Task prompt:
Please carry on the passage about Jean's leg surgery with Mercy Ships, picking up after its last sentence.
Segment Start: Passage shown
When the village heard that Mercy Ships was coming, many doubted that such a miracle could be true. But Theodore embraced hope. “If it’s on the national radio, it must be true,” he said.

Theodore made sure Jean was among the first to line up for screening. There, Jean was given a yellow patient card and was approved for surgery. When a team of highly trained orthopedic surgeons arrived on the Africa Mercy, Jean underwent a five-hour procedure to straighten his O-shaped legs.

Six weeks later, his casts were removed and he walked normally for the first time. For three months, he received extensive physical therapy and rehab at the Mercy Ships HOPE Center. The compassion and kindness of the Mercy Ships crew gave Jean a new future. “It has not been easy up until now,” says Theodore,” but we have been shown a lot of kindness here.”
Segment End: Passage shown
Segment Start: Recorded data
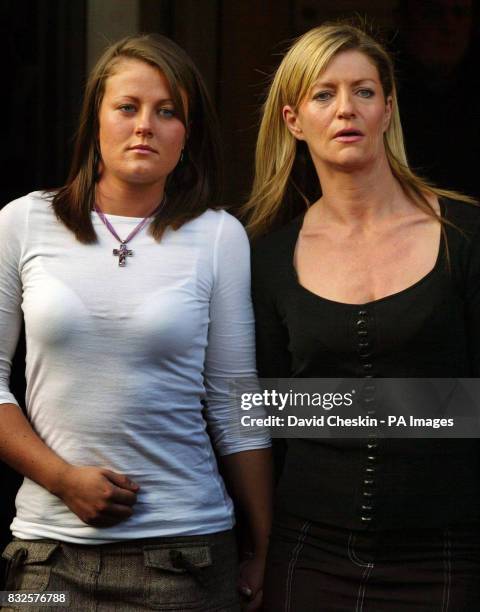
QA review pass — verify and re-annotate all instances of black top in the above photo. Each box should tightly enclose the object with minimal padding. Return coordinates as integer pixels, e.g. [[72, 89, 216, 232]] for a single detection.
[[252, 200, 480, 529]]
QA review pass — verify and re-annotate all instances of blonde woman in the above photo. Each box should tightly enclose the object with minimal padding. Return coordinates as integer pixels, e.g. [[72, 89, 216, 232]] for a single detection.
[[245, 24, 480, 612], [0, 36, 269, 612]]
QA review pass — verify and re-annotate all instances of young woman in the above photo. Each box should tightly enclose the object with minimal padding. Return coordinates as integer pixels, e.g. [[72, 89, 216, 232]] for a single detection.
[[0, 36, 269, 611], [246, 24, 480, 612]]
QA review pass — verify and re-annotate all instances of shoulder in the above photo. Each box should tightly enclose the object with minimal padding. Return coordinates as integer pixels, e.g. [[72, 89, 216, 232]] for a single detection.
[[194, 208, 246, 236], [189, 209, 250, 251], [441, 198, 480, 237], [0, 191, 53, 229], [252, 214, 303, 266]]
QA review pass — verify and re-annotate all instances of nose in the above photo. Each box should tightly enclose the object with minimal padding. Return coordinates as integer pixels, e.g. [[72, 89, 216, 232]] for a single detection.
[[135, 112, 153, 137], [337, 91, 355, 119]]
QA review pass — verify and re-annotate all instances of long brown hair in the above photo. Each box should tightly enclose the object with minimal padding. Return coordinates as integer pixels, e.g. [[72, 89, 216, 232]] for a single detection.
[[242, 22, 474, 237], [52, 34, 222, 244]]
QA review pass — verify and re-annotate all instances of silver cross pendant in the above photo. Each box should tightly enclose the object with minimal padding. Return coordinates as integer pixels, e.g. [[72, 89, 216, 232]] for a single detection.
[[113, 242, 133, 268]]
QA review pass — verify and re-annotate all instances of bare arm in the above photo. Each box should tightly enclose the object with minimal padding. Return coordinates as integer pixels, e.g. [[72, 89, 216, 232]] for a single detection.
[[0, 404, 139, 527], [221, 448, 273, 611]]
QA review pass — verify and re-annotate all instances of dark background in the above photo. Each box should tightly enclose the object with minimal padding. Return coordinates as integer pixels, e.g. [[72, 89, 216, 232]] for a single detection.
[[0, 0, 480, 580]]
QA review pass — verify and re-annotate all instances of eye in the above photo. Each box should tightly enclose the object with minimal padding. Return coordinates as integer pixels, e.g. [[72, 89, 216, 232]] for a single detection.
[[357, 87, 375, 98], [118, 104, 137, 113], [313, 91, 333, 102], [157, 106, 177, 119]]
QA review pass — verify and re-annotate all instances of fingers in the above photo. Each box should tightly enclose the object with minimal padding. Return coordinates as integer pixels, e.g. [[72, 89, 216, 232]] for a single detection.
[[102, 470, 140, 493]]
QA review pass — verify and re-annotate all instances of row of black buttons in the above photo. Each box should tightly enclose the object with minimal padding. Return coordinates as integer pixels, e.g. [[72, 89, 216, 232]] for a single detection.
[[355, 309, 378, 523]]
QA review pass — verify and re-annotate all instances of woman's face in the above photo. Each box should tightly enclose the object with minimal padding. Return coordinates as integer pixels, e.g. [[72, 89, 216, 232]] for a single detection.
[[99, 59, 186, 190], [283, 50, 392, 172]]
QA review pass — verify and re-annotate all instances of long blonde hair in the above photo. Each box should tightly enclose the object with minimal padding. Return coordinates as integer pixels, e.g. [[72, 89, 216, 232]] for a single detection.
[[242, 22, 474, 237]]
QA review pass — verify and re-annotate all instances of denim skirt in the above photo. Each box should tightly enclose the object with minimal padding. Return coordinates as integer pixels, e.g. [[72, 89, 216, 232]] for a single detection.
[[2, 531, 240, 612], [264, 514, 480, 612]]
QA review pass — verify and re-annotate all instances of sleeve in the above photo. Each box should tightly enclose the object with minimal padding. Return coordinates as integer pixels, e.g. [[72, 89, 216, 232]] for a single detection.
[[252, 240, 292, 378], [465, 222, 480, 377], [0, 202, 22, 405], [204, 211, 271, 455]]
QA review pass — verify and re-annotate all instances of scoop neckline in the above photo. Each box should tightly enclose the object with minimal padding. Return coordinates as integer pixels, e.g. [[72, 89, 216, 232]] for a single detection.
[[288, 198, 445, 309], [91, 210, 153, 223]]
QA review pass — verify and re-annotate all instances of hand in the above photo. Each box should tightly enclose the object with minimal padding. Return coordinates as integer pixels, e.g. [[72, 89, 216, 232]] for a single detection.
[[53, 465, 140, 527], [238, 555, 265, 612]]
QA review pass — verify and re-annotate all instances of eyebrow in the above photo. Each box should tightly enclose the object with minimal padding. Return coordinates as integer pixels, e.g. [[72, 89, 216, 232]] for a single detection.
[[312, 78, 378, 88], [113, 94, 175, 104]]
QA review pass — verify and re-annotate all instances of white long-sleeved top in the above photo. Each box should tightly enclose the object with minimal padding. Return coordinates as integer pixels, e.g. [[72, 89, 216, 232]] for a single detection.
[[0, 192, 269, 544]]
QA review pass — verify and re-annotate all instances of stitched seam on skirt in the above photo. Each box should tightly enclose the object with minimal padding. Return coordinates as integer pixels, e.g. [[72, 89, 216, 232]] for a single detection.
[[285, 521, 312, 612], [347, 532, 373, 568], [355, 563, 373, 612], [442, 529, 452, 612]]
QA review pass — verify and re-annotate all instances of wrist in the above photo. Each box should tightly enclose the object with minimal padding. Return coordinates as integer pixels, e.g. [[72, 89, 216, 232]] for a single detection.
[[45, 459, 73, 499]]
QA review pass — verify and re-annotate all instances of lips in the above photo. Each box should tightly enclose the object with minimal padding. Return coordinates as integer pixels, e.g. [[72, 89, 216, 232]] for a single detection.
[[334, 128, 363, 138], [130, 145, 157, 153]]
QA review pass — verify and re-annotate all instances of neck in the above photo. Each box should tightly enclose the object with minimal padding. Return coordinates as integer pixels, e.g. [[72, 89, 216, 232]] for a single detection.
[[96, 179, 164, 217], [314, 159, 405, 226]]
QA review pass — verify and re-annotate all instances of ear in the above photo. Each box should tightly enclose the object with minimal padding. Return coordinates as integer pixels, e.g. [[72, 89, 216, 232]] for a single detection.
[[383, 96, 393, 132], [282, 104, 305, 140]]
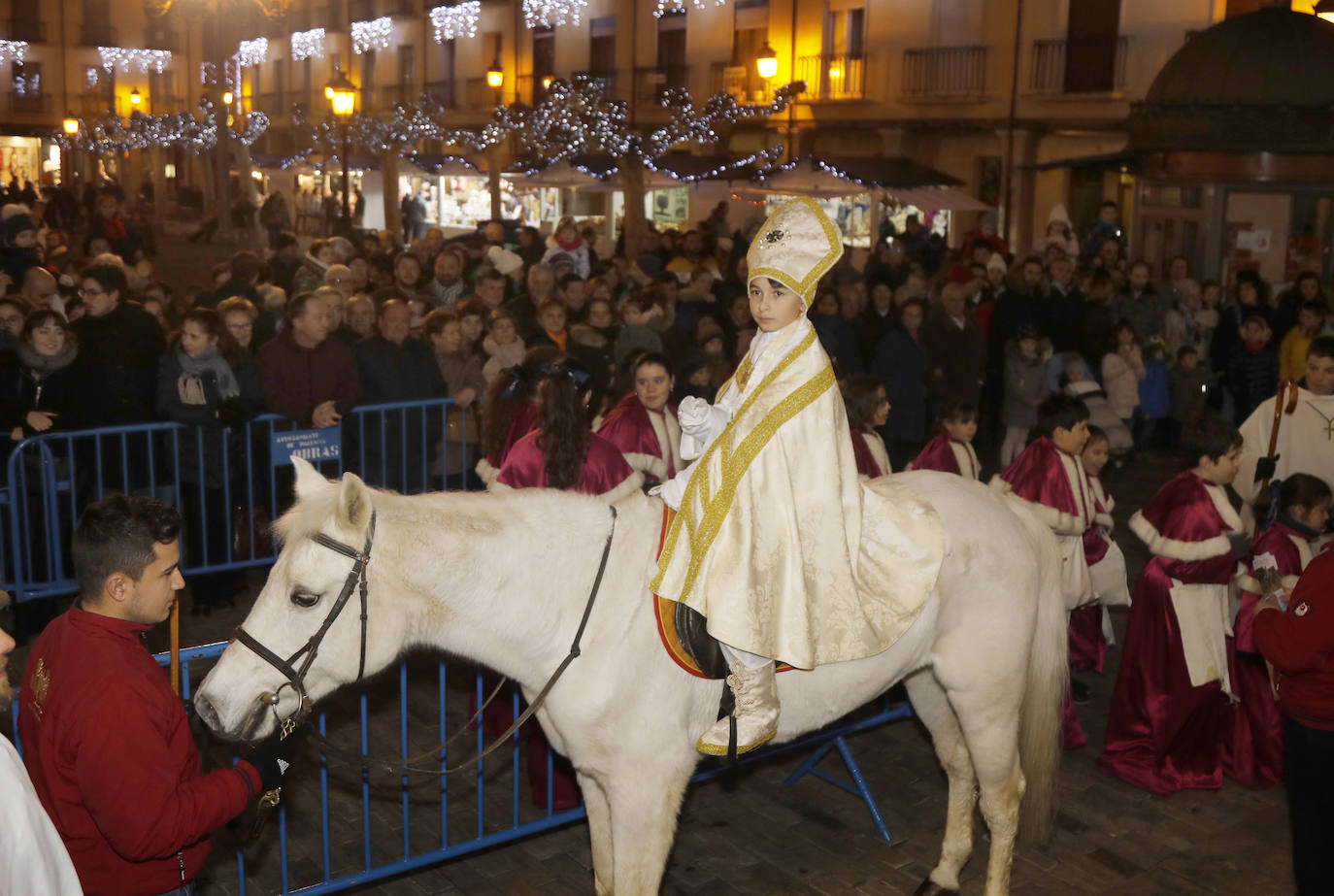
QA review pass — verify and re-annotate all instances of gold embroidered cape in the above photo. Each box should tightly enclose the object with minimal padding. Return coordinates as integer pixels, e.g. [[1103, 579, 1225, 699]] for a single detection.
[[652, 321, 945, 670]]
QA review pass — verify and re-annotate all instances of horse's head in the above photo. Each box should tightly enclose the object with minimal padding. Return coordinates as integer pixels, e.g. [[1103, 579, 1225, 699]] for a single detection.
[[195, 458, 407, 740]]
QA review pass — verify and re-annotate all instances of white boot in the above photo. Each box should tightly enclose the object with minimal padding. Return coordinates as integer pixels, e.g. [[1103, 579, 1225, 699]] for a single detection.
[[695, 663, 778, 756]]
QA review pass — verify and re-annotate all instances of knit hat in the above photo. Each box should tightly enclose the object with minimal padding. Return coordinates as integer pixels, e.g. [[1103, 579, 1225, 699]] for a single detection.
[[746, 196, 843, 308], [4, 212, 37, 246]]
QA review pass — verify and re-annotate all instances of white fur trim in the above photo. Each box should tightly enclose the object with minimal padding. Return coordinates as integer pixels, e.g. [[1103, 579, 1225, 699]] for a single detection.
[[991, 475, 1088, 536], [1130, 511, 1235, 563], [472, 457, 500, 488], [598, 471, 645, 504], [620, 450, 667, 480]]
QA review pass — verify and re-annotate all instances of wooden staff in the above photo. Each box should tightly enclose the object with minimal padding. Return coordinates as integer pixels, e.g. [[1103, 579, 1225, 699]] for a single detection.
[[1251, 380, 1301, 540], [171, 592, 180, 697]]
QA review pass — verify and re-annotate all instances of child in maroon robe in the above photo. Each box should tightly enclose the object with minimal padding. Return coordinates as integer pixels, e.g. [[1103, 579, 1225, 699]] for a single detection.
[[1223, 474, 1330, 786], [1098, 414, 1242, 793], [598, 352, 685, 484], [838, 374, 894, 479], [909, 399, 982, 480], [491, 356, 645, 810]]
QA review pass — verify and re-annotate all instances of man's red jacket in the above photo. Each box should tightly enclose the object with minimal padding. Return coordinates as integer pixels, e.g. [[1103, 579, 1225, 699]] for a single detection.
[[18, 606, 260, 896], [1254, 550, 1334, 731]]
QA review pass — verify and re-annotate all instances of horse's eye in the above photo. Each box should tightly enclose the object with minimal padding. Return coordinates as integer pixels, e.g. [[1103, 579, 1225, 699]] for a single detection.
[[292, 588, 320, 607]]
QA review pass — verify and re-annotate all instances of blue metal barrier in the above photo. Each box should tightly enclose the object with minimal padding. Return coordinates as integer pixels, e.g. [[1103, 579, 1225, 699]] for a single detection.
[[11, 642, 913, 896], [0, 399, 477, 601]]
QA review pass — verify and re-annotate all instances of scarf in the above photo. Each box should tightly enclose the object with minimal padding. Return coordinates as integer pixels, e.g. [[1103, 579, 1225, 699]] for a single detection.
[[176, 348, 242, 404], [15, 340, 79, 382]]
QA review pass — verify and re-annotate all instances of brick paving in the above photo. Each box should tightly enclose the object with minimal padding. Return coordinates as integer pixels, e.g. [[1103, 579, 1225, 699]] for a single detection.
[[5, 236, 1292, 896]]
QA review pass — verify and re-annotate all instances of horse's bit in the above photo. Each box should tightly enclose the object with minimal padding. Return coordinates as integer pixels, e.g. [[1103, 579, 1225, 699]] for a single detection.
[[235, 507, 617, 779]]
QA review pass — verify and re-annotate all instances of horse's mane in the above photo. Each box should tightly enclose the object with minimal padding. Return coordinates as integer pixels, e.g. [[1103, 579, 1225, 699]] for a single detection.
[[274, 480, 624, 544]]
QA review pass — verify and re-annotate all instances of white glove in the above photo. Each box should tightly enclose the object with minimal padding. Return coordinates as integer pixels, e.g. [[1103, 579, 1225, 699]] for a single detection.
[[677, 395, 711, 436]]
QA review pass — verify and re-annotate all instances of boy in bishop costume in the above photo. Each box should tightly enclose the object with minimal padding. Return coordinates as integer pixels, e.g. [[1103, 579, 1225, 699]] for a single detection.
[[1098, 414, 1242, 793], [652, 199, 945, 756]]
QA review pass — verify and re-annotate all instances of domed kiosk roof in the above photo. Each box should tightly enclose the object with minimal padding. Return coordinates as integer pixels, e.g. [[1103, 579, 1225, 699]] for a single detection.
[[1127, 5, 1334, 152]]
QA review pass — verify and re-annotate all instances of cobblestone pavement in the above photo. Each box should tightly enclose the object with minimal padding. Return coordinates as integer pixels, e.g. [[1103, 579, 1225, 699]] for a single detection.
[[4, 236, 1292, 896]]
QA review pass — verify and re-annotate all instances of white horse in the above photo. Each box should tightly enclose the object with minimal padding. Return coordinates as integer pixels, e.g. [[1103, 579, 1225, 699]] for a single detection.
[[195, 460, 1069, 896]]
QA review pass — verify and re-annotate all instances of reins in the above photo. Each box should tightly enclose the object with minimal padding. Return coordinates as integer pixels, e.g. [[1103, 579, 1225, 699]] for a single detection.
[[236, 507, 617, 779]]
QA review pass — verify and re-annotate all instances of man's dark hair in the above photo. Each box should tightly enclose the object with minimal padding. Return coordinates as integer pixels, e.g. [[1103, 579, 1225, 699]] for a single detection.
[[1306, 336, 1334, 358], [1034, 395, 1088, 439], [229, 249, 259, 282], [1181, 411, 1242, 467], [83, 264, 129, 299], [71, 495, 180, 599], [283, 292, 318, 322]]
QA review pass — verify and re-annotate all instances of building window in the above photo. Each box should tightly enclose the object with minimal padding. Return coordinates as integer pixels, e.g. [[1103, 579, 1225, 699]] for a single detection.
[[588, 16, 617, 75]]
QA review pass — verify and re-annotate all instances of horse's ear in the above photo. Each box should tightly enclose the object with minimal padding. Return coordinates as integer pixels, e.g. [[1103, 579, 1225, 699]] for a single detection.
[[338, 474, 374, 532], [292, 457, 329, 501]]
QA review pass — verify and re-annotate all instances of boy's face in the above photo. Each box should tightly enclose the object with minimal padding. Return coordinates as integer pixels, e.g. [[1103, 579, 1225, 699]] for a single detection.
[[540, 306, 566, 333], [1080, 439, 1109, 476], [945, 417, 978, 442], [1242, 321, 1269, 343], [1195, 446, 1242, 485], [750, 278, 806, 333], [1051, 420, 1088, 456]]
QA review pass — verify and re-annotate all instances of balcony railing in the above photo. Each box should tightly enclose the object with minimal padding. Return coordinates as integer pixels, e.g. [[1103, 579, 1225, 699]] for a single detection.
[[421, 80, 457, 110], [144, 28, 180, 53], [79, 21, 120, 47], [903, 47, 987, 100], [1030, 36, 1130, 93], [796, 53, 866, 100], [634, 65, 689, 106], [709, 63, 773, 103], [5, 18, 47, 44], [10, 90, 50, 115]]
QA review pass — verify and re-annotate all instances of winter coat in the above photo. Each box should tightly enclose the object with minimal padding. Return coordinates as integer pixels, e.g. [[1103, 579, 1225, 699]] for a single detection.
[[871, 327, 928, 443], [1102, 346, 1145, 420], [1001, 343, 1048, 429]]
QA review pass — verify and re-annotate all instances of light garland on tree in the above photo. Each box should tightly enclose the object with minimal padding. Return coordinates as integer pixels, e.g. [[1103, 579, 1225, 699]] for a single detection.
[[431, 0, 482, 44], [0, 40, 28, 63], [523, 0, 588, 28], [653, 0, 727, 18], [352, 16, 393, 54], [235, 37, 268, 68], [97, 47, 171, 75], [292, 28, 324, 63]]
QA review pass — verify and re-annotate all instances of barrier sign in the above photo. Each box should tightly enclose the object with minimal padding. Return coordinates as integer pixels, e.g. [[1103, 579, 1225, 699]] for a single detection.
[[268, 427, 343, 467]]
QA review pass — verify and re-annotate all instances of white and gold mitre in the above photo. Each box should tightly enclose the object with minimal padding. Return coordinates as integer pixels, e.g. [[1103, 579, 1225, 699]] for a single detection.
[[746, 196, 843, 308]]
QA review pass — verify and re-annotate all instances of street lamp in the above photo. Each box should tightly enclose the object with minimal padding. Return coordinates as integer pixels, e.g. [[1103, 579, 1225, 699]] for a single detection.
[[755, 40, 778, 80], [324, 68, 356, 236]]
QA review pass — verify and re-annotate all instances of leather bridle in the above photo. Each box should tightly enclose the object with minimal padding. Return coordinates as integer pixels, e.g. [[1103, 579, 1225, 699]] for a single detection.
[[235, 511, 375, 733]]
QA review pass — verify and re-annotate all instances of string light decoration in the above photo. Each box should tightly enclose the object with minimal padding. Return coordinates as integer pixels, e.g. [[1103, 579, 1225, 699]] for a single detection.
[[431, 0, 482, 44], [97, 47, 171, 75], [50, 97, 268, 153], [292, 28, 324, 63], [0, 40, 28, 63], [235, 37, 268, 68], [523, 0, 588, 28], [352, 16, 393, 54], [653, 0, 727, 18]]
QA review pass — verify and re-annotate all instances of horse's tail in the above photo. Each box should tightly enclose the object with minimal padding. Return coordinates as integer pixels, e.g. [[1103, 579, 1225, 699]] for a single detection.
[[1019, 514, 1070, 844]]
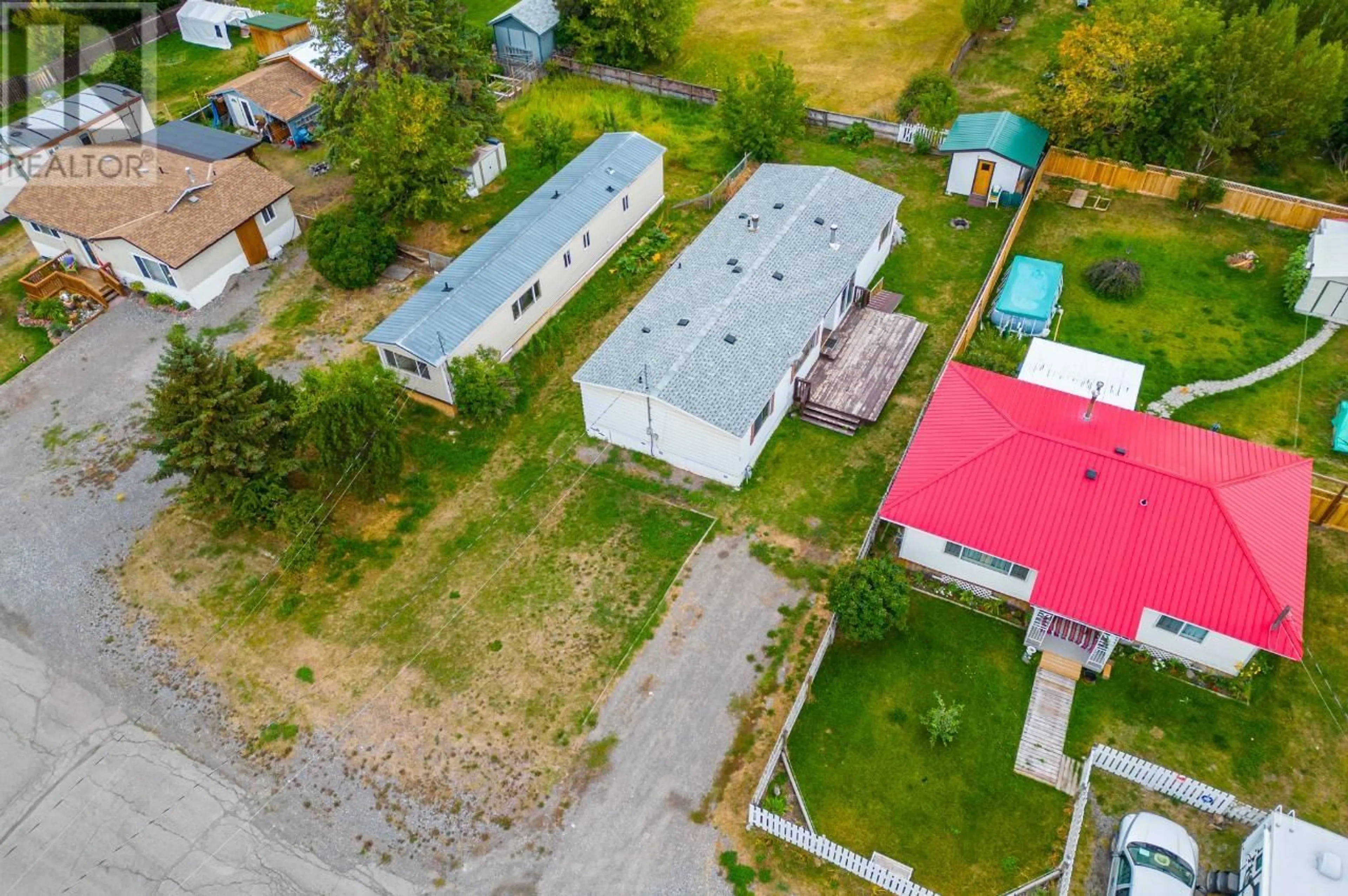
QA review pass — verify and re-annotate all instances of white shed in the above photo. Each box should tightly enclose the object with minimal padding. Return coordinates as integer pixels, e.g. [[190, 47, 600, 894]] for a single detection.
[[1295, 218, 1348, 323], [178, 0, 257, 50], [939, 112, 1049, 205], [1016, 337, 1146, 411]]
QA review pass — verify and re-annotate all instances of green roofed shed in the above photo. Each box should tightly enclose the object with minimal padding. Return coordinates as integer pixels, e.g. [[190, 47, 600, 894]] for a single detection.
[[941, 112, 1049, 201]]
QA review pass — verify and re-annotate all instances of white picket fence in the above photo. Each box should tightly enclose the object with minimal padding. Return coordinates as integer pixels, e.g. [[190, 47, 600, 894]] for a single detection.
[[1089, 744, 1268, 827], [749, 804, 937, 896]]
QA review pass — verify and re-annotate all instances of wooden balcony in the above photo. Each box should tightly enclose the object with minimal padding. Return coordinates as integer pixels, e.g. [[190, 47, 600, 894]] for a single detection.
Segment End: Recorded data
Answer to this task:
Cyriane can’t stop smiling

As a very small child, Cyriane had one big wish—to wear shoes like her older sister. But it was impossible.

You see, Cyriane was born into poverty in Madagascar with severely clubbed feet that were turned completely inward. Trying to learn to walk was heartbreaking for Cyriane’s mother, Emiliana, who couldn’t afford surgery for her sweet little girl.

“I was sad because all the other children [in our village] have normal feet, but not my daughter,” Emiliana said.